CJEU - C-673/17 - Planet49
|CJEU - C-673/17 Planet49|
|Relevant Law:||ePrivacy Directive 2002/58/EC
|Parties:||Bundesverband der Verbraucherzentralen und Verbraucherverbände - Verbraucherzentrale Bundesverband e.V
|European Case Law Identifier:||ECLI:EU:C:2019:801|
|Referring Court:||BGH Germany (Federal Court of Justice)|
|Language:||24 EU Languages|
The CJEU held that consent must be given by a clear affirmative act. Not opting out of pre-ticked boxes was found to be insufficient to establish that consent was a "freely given and informed decision". It also held that service providers must provide information to websites users that "includes the duration of the operation of cookies and whether or not third parties may have access to those cookies".
English Summary[edit | edit source]
Facts[edit | edit source]
A German company called Planet49 organized an online lottery hosted on their webpage. In order to participate in the lottery the participant had to enter a name and an address. Underneath the input field there were two checkboxes. The first checkbox required the user to accept being contacted by firms for promotional offers. The second checkbox required the user to consent to cookies being installed on the participants computer. The first checkbox was not pre-ticked, while the second checkbox was. To participate in the lottery the user had to tick, at least, the first checkbox.
The Federation of German Consumer Organisations (the “Bundesverband”) initated court proceedings against Planet49, claiming that the declaration of consent did not meet the requirements for a freely given and informed consent.
The case reached the Federal Court of Justice (“Bundesgerichtshof”), which referred questions regarding the scope of consent under provisions of the Data Protection Directive 95/46/EC, the ePrivacy Directive 2002/58/EC, and the GDPR to the CJEU.
The case was referred to the Court of Justice on 5 October 2017 - before the GDPR became applicable on 25 May 2018. As the Bundesverband sought an injunction to prevent Planet49 from continuing its practices in the future, the Court’s decision takes into account the requirements for consent on the basis of both the Directive 95/46/EC and the GDPR.
The decision of the Court[edit | edit source]
The Court assessed the requirements for a valid consent under both Directive 95/46/EC and the GDPR and found that there were no substantial differences between them, noting however that the GDPR explicitly states requirements that need to be inferred under Directive 95/46/EC. As the Court notes, the notion of consent under the ePrivacy directive should have the same meaning as consent under Directive 95/46/EC and the GDPR.
Consent[edit | edit source]
A key question posed by the referring court in relation to the consent requirement was whether consent could be “passive” or if it had to be “active”. The Court concluded that a key component of a valid consent is that the consent is given by a clear affirmative act. Requiring the user to untick a box to “opt-out” is not sufficient. The Court emphasized that inaction is insufficient to establish whether the consent is a “freely given and informed decision”. The Court concludes on this basis that Planet 49’s consent model was inadequate with regards to securing a compliant consent to place cookies on the user’s device.

→ **DATA**
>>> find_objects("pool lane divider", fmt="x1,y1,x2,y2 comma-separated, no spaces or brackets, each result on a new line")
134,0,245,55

→ **WHAT IS NEEDED**
In the Planet49 case summary, on what date was the case referred to the Court of Justice?

→ **THE OUTPUT**
5 October 2017